What to do:
[A] Using the article on the song "Let's Pretend," answer each question:
(i) From which LP was the song released as the second single?
(ii) What position did it reach on Record World?
(iii) Which Beach Boys song's concept did Eric Carmen say the lyrics recreate?
[B] Based on the article about "Let's Pretend," explain in one to three sentences why the song is tied to Eric Carmen's first solo hit, "All By Myself."
[C] Print the part of the "Let's Pretend" article that opens with the words containing "The song reached" and closes with "lasted 18 weeks.".

Given passage:
......
"Let's Pretend" is a song by Raspberries, released in March 1973 as the second single from their second LP, Fresh. It was written by band leader Eric Carmen, who also provided the lead vocals.

The song reached the top 40 on three principal US charts, including at number 35 on the Billboard Hot 100, and number 14 on Record World. It was also a number 13 hit in Canada, becoming their second greatest hit in that country. The song spent 16 weeks on the Billboard chart, longer than any of their other singles except for their greatest hit, "Go All the Way", which lasted 18 weeks.

Cash Box said that the "Raspberries change the pace a bit and deliver a strong semi-ballad with all the grace and capabilities of the Beatles early sound."

Background
Eric Carmen stated that "Let's Pretend" is one of the best melodies he has ever written, and that he reused part of it for his first solo hit, "All By Myself". He said the song lyrics about young people in love dreaming about eloping and making a life together are a recreation of the concept in Beach Boys' song "Wouldn't It Be Nice".
......
Information shown:
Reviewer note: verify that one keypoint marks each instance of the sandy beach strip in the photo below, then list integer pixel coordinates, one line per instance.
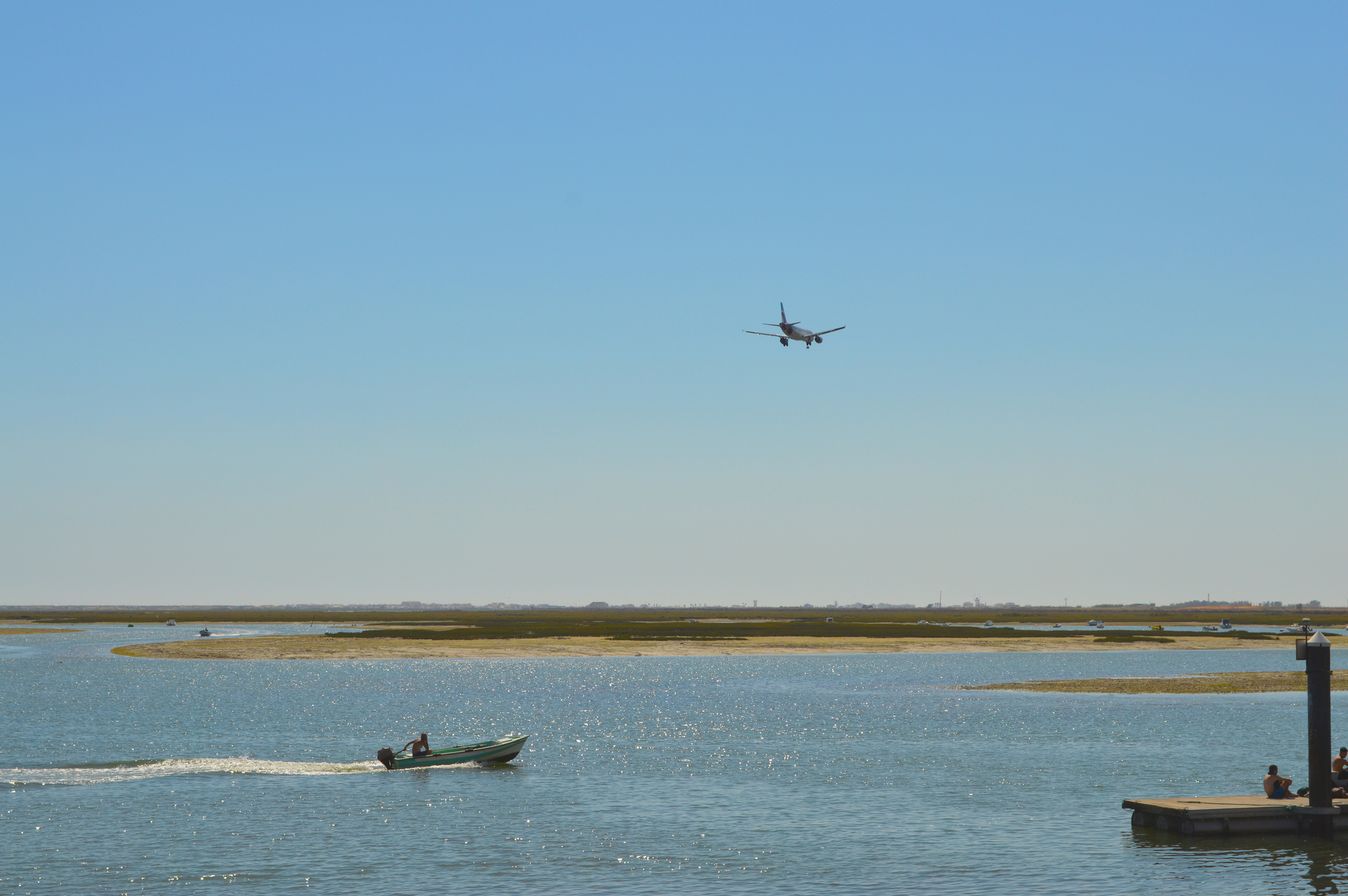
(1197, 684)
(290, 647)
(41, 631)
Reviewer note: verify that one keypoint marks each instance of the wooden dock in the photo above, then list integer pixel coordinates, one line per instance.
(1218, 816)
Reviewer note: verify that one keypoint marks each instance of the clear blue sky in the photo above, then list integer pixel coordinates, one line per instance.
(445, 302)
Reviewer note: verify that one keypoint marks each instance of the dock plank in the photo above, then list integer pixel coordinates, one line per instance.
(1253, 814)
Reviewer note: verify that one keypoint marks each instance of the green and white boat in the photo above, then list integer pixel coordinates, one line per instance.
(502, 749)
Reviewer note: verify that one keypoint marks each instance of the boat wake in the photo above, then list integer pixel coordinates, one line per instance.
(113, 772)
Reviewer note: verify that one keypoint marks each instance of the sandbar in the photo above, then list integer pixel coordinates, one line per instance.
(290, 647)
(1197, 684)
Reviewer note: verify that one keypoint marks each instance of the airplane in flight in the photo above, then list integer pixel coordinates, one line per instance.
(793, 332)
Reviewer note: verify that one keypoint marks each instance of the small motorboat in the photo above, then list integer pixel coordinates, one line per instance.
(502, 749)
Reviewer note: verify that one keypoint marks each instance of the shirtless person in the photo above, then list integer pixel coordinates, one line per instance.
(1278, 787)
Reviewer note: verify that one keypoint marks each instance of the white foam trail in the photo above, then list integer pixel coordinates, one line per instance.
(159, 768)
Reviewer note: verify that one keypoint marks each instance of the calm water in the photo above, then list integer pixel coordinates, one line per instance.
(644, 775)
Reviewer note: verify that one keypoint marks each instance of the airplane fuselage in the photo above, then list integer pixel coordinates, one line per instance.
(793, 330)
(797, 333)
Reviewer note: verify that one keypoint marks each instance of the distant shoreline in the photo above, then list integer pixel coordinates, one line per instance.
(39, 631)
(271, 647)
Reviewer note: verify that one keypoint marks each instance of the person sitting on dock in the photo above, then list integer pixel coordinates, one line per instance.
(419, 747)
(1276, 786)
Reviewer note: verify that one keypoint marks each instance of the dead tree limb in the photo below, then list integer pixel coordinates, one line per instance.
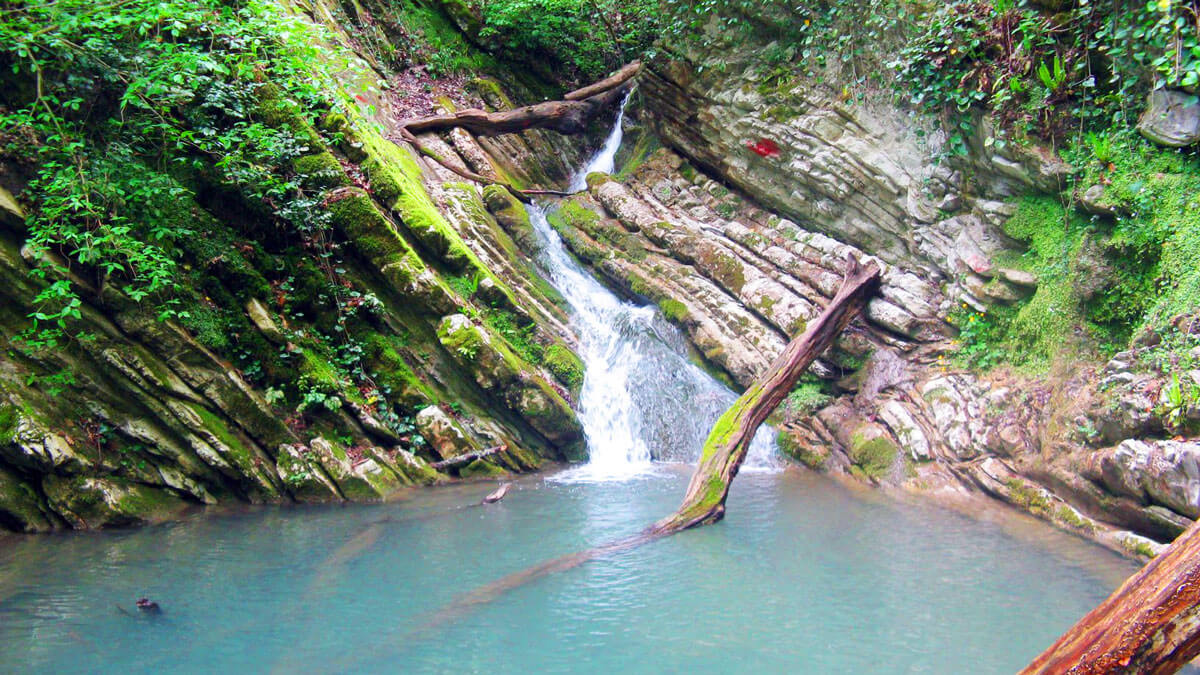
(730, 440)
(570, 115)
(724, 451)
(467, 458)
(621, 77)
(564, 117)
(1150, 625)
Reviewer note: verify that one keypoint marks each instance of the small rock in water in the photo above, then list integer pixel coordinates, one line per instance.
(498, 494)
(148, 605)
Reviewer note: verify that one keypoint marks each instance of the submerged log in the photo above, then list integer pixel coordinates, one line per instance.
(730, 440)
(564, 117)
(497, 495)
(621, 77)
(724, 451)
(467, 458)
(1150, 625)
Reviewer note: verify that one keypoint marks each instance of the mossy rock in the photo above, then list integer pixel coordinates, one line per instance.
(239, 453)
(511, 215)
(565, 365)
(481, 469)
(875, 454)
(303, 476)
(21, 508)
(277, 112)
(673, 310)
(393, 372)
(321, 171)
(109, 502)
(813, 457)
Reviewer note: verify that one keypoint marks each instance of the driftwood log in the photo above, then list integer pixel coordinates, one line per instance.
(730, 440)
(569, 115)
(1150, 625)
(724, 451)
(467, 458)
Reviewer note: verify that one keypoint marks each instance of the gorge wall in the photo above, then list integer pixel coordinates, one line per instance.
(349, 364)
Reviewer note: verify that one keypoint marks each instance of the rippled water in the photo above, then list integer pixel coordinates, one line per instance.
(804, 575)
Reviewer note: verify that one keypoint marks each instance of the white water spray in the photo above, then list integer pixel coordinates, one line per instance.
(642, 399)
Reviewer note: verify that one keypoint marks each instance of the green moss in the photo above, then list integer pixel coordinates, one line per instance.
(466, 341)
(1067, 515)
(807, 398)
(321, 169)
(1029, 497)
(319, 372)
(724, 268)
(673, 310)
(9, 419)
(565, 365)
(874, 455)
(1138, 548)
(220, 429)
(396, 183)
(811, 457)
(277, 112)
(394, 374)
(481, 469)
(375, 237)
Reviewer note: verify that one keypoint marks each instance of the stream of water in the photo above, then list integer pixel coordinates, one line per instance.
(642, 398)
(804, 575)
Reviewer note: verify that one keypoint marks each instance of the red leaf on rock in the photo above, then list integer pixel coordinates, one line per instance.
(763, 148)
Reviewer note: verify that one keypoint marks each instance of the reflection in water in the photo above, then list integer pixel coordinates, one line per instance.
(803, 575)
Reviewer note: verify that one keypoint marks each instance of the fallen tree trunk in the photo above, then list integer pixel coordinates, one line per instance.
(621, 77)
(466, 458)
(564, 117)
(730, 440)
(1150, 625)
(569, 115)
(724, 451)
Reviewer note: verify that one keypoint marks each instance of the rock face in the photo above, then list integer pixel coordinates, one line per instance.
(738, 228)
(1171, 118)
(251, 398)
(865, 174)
......
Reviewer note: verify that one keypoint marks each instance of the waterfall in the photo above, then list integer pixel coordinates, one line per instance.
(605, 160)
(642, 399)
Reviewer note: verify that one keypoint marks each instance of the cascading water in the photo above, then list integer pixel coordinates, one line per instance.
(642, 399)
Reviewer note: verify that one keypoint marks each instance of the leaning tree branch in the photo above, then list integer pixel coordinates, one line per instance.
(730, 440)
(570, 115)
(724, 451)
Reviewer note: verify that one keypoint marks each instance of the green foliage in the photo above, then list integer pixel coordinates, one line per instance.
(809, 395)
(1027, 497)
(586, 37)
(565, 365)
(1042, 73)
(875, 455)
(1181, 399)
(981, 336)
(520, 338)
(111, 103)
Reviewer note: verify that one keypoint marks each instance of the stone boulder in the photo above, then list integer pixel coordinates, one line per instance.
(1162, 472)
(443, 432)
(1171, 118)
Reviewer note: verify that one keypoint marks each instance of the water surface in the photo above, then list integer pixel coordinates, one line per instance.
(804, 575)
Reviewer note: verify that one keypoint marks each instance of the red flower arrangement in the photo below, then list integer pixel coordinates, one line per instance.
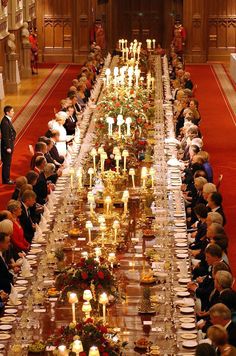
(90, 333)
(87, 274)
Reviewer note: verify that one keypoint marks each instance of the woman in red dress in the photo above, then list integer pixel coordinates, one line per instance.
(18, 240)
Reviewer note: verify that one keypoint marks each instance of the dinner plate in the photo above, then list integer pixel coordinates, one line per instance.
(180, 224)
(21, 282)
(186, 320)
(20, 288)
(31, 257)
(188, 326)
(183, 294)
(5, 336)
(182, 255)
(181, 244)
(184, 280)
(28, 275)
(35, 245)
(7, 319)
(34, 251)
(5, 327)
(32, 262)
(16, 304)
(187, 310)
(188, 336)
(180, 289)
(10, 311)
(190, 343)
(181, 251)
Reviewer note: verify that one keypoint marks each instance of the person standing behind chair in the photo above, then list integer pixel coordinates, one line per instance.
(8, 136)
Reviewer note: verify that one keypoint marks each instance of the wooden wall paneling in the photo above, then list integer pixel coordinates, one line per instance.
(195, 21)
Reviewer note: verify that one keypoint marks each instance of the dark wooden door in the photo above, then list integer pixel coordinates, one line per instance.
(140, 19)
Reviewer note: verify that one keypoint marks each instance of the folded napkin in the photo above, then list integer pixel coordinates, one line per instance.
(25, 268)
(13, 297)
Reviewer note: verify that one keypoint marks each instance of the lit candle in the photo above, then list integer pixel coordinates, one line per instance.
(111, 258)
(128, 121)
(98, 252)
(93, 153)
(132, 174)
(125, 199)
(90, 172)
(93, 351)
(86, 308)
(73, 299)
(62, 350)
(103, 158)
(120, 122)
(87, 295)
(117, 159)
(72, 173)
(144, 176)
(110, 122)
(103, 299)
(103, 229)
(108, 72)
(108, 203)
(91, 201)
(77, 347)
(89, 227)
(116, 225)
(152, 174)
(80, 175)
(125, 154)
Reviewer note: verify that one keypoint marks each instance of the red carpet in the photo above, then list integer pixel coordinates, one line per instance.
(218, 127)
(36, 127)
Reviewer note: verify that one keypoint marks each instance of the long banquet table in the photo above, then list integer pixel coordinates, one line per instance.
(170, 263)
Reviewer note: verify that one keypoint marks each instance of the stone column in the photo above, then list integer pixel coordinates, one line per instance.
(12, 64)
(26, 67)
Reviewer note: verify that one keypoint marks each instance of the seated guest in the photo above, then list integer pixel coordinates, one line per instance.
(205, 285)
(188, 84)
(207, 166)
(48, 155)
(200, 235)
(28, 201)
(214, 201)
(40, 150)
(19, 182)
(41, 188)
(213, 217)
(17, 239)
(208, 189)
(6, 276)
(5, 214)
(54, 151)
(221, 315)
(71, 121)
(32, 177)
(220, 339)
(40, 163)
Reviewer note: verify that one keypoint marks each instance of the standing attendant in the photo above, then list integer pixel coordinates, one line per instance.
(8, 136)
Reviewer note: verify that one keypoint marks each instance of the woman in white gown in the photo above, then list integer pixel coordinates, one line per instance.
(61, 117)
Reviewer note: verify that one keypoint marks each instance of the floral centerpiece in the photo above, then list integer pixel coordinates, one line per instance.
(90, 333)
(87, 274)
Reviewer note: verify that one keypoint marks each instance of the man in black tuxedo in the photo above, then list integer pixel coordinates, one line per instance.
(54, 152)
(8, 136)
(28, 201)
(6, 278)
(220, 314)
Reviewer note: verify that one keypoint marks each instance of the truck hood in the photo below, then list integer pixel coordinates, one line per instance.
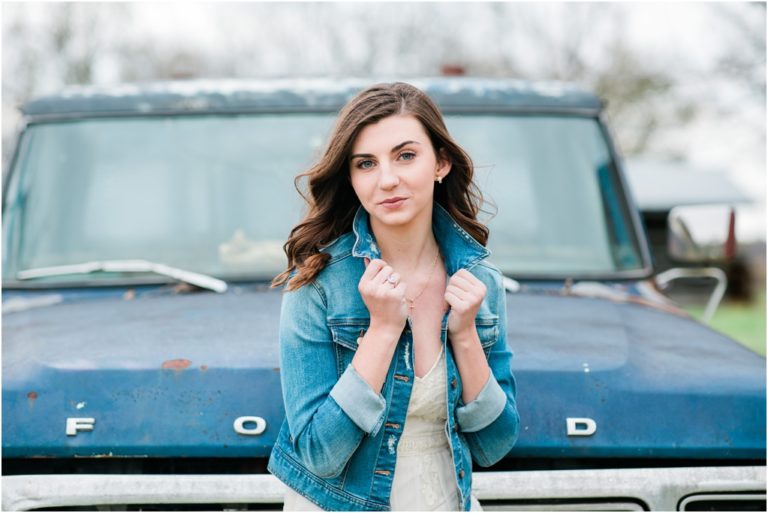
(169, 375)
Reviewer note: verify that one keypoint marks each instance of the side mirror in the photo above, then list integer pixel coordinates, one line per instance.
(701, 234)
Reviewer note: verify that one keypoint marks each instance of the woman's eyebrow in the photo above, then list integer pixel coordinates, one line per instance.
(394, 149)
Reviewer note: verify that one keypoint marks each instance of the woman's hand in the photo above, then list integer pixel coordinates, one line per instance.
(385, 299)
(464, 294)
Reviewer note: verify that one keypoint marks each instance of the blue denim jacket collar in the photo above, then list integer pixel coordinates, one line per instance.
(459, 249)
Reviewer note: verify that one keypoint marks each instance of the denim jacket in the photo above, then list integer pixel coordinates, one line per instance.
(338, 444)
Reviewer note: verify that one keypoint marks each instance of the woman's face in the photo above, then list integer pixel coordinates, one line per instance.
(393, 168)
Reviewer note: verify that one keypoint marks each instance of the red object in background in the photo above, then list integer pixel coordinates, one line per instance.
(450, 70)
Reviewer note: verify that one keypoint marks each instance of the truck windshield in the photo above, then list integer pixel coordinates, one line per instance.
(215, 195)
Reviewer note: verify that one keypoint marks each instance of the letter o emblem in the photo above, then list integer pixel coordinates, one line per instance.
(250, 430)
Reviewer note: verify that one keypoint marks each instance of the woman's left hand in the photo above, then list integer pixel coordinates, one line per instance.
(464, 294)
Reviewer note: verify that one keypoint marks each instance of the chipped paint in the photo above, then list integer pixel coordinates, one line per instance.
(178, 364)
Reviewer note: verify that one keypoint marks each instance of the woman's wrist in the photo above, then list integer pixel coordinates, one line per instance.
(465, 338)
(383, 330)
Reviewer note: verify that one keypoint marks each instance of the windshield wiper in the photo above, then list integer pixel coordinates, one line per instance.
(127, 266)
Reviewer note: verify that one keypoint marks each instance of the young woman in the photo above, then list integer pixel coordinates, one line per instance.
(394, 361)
......
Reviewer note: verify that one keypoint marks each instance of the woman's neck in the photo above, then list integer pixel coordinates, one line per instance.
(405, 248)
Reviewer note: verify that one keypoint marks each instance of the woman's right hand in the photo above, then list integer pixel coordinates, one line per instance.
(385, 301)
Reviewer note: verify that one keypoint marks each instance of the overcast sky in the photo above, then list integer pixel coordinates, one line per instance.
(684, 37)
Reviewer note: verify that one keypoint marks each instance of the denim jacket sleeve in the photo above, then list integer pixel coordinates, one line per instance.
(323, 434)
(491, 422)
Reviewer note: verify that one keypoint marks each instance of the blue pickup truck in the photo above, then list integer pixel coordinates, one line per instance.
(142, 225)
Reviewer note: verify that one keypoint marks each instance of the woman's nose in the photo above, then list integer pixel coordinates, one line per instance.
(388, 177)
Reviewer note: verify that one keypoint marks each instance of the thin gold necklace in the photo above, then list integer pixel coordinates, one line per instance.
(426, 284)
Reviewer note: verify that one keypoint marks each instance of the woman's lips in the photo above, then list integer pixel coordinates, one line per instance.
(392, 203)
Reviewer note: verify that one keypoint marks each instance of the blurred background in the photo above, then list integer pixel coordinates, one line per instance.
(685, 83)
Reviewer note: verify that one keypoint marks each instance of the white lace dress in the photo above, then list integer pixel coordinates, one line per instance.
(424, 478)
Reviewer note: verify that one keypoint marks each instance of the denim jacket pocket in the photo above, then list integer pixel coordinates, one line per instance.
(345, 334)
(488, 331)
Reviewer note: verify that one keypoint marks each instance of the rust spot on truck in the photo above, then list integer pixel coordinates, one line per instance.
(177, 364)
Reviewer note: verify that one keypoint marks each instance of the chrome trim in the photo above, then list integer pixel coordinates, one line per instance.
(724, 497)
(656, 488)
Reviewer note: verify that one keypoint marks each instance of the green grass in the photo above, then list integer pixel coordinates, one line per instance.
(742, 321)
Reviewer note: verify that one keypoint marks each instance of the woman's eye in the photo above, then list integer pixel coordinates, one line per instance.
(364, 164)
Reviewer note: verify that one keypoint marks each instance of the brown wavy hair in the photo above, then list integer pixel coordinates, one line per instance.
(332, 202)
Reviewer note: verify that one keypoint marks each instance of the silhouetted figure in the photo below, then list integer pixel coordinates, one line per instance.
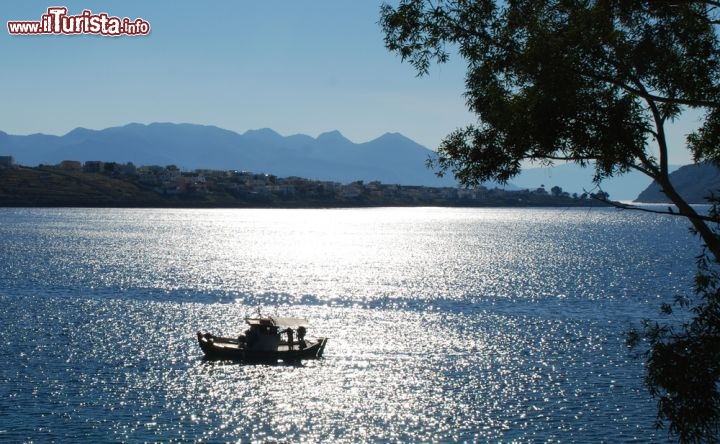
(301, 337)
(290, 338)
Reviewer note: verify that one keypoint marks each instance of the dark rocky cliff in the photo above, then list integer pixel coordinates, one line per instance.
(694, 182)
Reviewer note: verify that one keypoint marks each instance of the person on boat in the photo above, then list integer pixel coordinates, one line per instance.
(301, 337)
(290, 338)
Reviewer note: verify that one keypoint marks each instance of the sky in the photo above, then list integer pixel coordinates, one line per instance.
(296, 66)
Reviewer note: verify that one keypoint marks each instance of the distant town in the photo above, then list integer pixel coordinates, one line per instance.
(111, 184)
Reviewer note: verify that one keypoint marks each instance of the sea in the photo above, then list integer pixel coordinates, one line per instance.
......
Solutions below:
[A]
(i) Fresh
(ii) Number 14
(iii) "Wouldn't It Be Nice"

[B] Eric Carmen reused part of the melody of "Let's Pretend" for his first solo hit, "All By Myself." He counted that melody among the best he has ever written.

[C]
The song reached the top 40 on three principal US charts, including at number 35 on the Billboard Hot 100, and number 14 on Record World. It was also a number 13 hit in Canada, becoming their second greatest hit in that country. The song spent 16 weeks on the Billboard chart, longer than any of their other singles except for their greatest hit, "Go All the Way", which lasted 18 weeks.